**Texte présenté:**
------------------------------------------------------------------------
POURQUOI TÉMOIGNER EST-IL DIFFICILE ?
Pouvoir écrire ces lignes sur ce site a été un long cheminement de 3 ans en arrière, très douloureux et éprouvant et ce cheminement n'est pas encore terminé car pour l'instant je ne suis pas encore capable de témoigner à visage découvert et de porter plainte.
Comme je vous l'ai expliqué, j'ai de très nombreuses parties. Chacune de ces parties a sa propre représentation de ce que je dois faire, être, dire... Le seul et unique but de la création de ces parties est de m'aider à survivre, me sauver.
Il y a trois choses qui rendent le témoignage difficile :
- L'amnésie traumatique
- Les luttes sur les objectifs de survies de tout mon système de parties
- La méconnaissance de la société et des professionnels sur les conséquences des traumatismes et leur réalité
Tout d'abord l'amnésie traumatique, mes parties se sont cloisonnées dans mon esprit pour me permettre de survivre, chacune étant ignorante de l'existence de l'autre et de ses agissements et de ce qu'elle vivait.
Mes parties "PAN" étaient ignorantes de ce que vivaient mes parties subissant les traumatismes, leur but étant de faire comme si tout allait bien, comme si tout était normal et que rien ne s'était passé car autour de moi personne ne me protégeait, tout le monde obéissait à mes violeurs et ceux-ci avaient un pouvoir sur ces personnes.
Ma parole n'aurait et n'a pas été prise au sérieux lorsque j'ai parlé et j'en ai subi des conséquences graves puisque après avoir parlé, le nombre de mes violeurs a augmenté. Et ne pas savoir me permettait de pouvoir agir en présence de mes violeurs sans avoir peur, sans être en colère, je pouvais lorsqu'en public ils disaient que j'étais "leur fille adoptive, qu'ils m'aimaient"... être reconnaissante, affectueuse... Si je ne l'avais pas fait je serais morte !
Mon amnésie a été partielle ou complète, ou même transitoire et récurrente avec des périodes ou des souvenirs ont été partiellement retrouvés et d'autres où ils ont été de nouveau oubliés selon ce que je vivais au quotidien.
Encore aujourd'hui, certains jours je sais et me souviens de manière précise ce que j'ai vécu et par moment ces souvenirs sont inaccessibles comme pris dans un nuage de brouillard et de flou. A certains moment je peux décrire en détail les lieux et le déroulement de mes traumatismes, je me souviens des paroles, du visage, de la position de mon corps... et tout devient flou, je sais que quelque chose m'est arrivé mais tout est brouillé comme un rêve lointain que j'aurais fait.
Cette amnésie fait partie de ma survie car faire face de manière totale et constante est très douloureux.
------------------------------------------------------------------------
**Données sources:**
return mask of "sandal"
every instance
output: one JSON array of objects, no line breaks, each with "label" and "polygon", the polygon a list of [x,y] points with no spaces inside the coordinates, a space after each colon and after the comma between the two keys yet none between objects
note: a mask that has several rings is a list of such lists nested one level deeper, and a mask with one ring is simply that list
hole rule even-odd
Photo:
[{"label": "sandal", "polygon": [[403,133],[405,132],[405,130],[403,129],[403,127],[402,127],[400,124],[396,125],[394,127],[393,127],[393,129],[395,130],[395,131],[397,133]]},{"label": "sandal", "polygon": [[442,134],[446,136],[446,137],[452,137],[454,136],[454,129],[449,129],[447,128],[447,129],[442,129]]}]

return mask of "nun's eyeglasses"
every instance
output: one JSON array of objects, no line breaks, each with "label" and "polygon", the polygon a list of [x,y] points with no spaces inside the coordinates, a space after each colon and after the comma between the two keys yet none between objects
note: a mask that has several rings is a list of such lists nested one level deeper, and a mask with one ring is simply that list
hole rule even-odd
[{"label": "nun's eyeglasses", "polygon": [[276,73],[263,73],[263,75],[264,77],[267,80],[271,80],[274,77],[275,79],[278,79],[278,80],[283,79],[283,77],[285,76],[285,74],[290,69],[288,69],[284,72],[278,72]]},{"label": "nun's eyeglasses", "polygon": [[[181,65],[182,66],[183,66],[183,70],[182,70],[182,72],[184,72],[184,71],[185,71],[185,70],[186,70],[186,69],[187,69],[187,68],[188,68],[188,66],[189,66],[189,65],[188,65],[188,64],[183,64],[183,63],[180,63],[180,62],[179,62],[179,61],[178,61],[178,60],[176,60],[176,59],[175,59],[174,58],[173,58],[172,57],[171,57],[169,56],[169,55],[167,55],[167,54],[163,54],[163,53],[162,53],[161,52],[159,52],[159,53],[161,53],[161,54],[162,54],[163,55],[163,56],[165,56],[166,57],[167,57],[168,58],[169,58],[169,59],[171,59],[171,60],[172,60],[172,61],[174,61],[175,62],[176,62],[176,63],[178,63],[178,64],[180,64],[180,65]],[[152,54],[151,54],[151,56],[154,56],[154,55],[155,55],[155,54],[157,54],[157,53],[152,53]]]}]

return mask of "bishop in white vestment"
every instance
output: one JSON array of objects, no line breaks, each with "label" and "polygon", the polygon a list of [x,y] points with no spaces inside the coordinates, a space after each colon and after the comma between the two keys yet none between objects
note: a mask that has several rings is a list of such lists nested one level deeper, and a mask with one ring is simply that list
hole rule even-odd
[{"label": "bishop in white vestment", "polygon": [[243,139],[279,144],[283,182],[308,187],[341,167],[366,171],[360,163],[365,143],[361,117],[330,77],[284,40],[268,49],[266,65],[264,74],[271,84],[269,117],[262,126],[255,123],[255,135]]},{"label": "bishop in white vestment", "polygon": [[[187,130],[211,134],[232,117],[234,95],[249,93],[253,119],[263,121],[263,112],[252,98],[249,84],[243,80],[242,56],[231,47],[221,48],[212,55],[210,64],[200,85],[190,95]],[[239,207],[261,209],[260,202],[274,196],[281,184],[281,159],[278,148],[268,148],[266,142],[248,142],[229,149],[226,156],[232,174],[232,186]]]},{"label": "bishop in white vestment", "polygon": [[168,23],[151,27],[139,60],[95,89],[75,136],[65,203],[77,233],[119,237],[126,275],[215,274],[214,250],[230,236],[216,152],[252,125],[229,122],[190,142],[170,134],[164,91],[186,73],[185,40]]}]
------------------------------------------------------------------------
**Consignes:**
1. Répondez à ces questions d'après le texte présenté :
(a) Combien d'années a duré le cheminement qui a permis d'écrire ces lignes sur le site ?
(b) Quel est le seul et unique but de la création des parties ?
(c) Qu'est-ce qui a augmenté après que la personne a parlé ?
2. Traduisez en anglais cette phrase du texte présenté : « Cette amnésie fait partie de ma survie car faire face de manière totale et constante est très douloureux. »
3. Recopiez, dans le texte présenté, le passage qui va de « Il y a trois » jusqu'à « ce qu'elle vivait. ».
Le listing provient d'une autre source.

**Corrigés:**
1.
(a) 3 ans.
(b) Aider à survivre, sauver.
(c) Le nombre des violeurs.

2. This amnesia is part of my survival because facing things fully and constantly is very painful.

3.
Il y a trois choses qui rendent le témoignage difficile :
- L'amnésie traumatique
- Les luttes sur les objectifs de survies de tout mon système de parties
- La méconnaissance de la société et des professionnels sur les conséquences des traumatismes et leur réalité
Tout d'abord l'amnésie traumatique, mes parties se sont cloisonnées dans mon esprit pour me permettre de survivre, chacune étant ignorante de l'existence de l'autre et de ses agissements et de ce qu'elle vivait.